■ Exercise aim ■
Reproduce the cake recipe below word for word, from the first ingredient through the final step.

■ Page extract ■
____

3 cups of cake flour

1/2 teaspoon salt

1/4 teaspoon of baking soda

1/2 pound (2 sticks) unsalted butter, at room

temperature

3 cups granulated sugar

6 large eggs, separated, at room temperature

2 teaspoons vanilla extract

1 1/4 cups of sour cream, at room temperature

 

Position a rack in the center of the oven, and preheat

to 350 degrees F. Lightly butter a 10-inch tube pan.

Dust the pan with flour, and tap out the excess. I use

the cake flour for dusting.

 

Sift together the flour, 1/4 teaspoon of the salt, and

the baking soda. In a large bowl, using a hand-held

electric mixer set at high speed, beat the butter

until creamy, about 1 minute. Add the sugar and beat

until light in color and texture, about 2 minutes.

Beat in the egg yolks, one at a time, beating well

after each addition. Then add the vanilla. Reduce the

speed to low, and in thirds, alternately beat in the

flour mixture and sour cream.

____

■ Given records ■
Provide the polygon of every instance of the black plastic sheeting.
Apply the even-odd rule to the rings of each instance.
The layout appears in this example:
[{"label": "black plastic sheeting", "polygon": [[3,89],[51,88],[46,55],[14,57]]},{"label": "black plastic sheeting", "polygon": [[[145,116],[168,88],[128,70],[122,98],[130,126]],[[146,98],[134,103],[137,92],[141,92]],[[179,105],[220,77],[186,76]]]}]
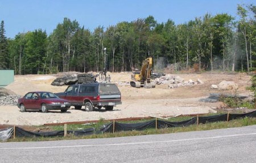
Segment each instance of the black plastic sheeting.
[{"label": "black plastic sheeting", "polygon": [[5,141],[9,139],[13,132],[13,127],[0,129],[0,140]]},{"label": "black plastic sheeting", "polygon": [[[256,117],[256,110],[244,114],[223,114],[207,117],[198,117],[198,123],[206,123],[219,121],[227,121],[245,117]],[[167,128],[170,127],[184,127],[197,124],[197,117],[193,117],[188,120],[180,122],[169,122],[162,120],[151,120],[148,122],[137,123],[122,123],[115,122],[101,126],[99,129],[95,128],[85,128],[78,131],[67,131],[68,134],[73,134],[75,136],[82,136],[92,134],[98,134],[104,132],[113,132],[121,131],[141,131],[147,128]],[[12,128],[12,127],[11,127]],[[55,131],[49,132],[31,132],[26,131],[18,127],[15,127],[16,137],[50,137],[64,135],[64,131]],[[9,136],[10,138],[10,136]]]},{"label": "black plastic sheeting", "polygon": [[217,102],[219,101],[220,97],[225,98],[238,98],[242,100],[248,97],[246,96],[241,96],[241,95],[222,95],[220,93],[210,93],[208,97],[205,98],[201,98],[199,100],[200,101],[203,101],[205,102]]}]

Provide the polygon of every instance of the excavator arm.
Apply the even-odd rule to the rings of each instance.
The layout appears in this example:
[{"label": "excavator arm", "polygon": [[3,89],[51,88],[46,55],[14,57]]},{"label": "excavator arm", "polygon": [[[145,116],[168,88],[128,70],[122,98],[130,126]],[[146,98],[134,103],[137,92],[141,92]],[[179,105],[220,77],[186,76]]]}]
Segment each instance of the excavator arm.
[{"label": "excavator arm", "polygon": [[131,79],[134,81],[130,82],[131,86],[136,88],[154,88],[155,85],[151,83],[152,59],[148,57],[143,61],[141,71],[133,72]]}]

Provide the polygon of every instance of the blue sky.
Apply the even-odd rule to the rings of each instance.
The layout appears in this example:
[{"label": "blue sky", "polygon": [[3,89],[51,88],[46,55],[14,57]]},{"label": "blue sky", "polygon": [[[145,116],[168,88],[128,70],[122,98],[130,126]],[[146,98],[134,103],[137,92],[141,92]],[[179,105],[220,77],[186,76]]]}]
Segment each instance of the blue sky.
[{"label": "blue sky", "polygon": [[64,18],[76,19],[93,32],[98,25],[106,29],[119,22],[152,15],[158,23],[168,19],[176,24],[203,16],[228,13],[237,16],[237,4],[254,4],[255,0],[0,0],[0,21],[6,36],[46,30],[49,35]]}]

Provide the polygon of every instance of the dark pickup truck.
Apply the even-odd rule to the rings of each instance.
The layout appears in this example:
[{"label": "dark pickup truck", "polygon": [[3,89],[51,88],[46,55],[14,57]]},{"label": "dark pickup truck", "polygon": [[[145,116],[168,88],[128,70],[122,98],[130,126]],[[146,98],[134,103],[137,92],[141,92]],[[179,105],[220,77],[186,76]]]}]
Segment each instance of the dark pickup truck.
[{"label": "dark pickup truck", "polygon": [[90,111],[95,108],[104,107],[112,110],[114,106],[122,104],[121,94],[117,85],[110,83],[94,83],[68,86],[64,92],[56,93],[60,98],[67,100],[75,109],[85,106]]}]

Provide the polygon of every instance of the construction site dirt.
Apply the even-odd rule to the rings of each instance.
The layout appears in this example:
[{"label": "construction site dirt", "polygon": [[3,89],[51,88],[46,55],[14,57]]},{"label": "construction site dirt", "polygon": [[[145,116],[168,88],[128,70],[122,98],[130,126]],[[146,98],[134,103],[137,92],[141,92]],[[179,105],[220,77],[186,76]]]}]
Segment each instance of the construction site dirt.
[{"label": "construction site dirt", "polygon": [[[84,108],[76,110],[72,106],[66,113],[49,111],[43,113],[39,111],[20,111],[17,106],[0,106],[0,125],[37,126],[71,122],[85,122],[99,119],[118,119],[136,117],[168,117],[180,115],[196,115],[216,113],[225,105],[221,102],[200,101],[209,93],[239,94],[250,96],[246,87],[251,84],[251,75],[246,73],[175,74],[185,81],[197,81],[203,83],[170,88],[168,84],[156,85],[154,88],[131,87],[131,72],[108,72],[112,83],[117,84],[122,93],[122,104],[114,107],[112,111],[104,109],[85,111]],[[15,76],[14,82],[5,88],[16,95],[24,96],[29,91],[46,91],[52,92],[64,91],[67,85],[53,86],[51,83],[60,74],[26,75]],[[234,82],[238,89],[212,89],[222,81]]]}]

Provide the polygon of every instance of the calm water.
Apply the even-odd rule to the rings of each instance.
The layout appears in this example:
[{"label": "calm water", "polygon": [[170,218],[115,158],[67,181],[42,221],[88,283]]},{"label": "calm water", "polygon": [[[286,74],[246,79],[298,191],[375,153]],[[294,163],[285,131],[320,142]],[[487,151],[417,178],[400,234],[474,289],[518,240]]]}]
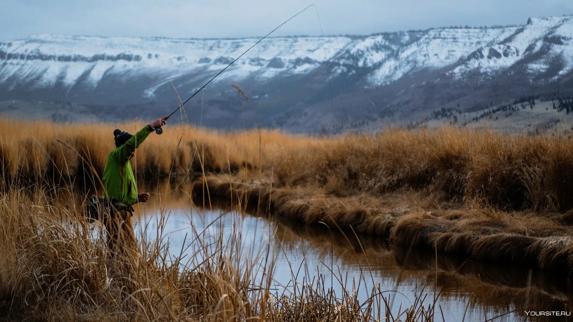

____

■ Written solution ■
3 cups of cake flour

1/2 teaspoon salt

1/4 teaspoon of baking soda

1/2 pound (2 sticks) unsalted butter, at room

temperature

3 cups granulated sugar

6 large eggs, separated, at room temperature

2 teaspoons vanilla extract

1 1/4 cups of sour cream, at room temperature

 

Position a rack in the center of the oven, and preheat

to 350 degrees F. Lightly butter a 10-inch tube pan.

Dust the pan with flour, and tap out the excess. I use

the cake flour for dusting.

 

Sift together the flour, 1/4 teaspoon of the salt, and

the baking soda. In a large bowl, using a hand-held

electric mixer set at high speed, beat the butter

until creamy, about 1 minute. Add the sugar and beat

until light in color and texture, about 2 minutes.

Beat in the egg yolks, one at a time, beating well

after each addition. Then add the vanilla. Reduce the

speed to low, and in thirds, alternately beat in the

flour mixture and sour cream.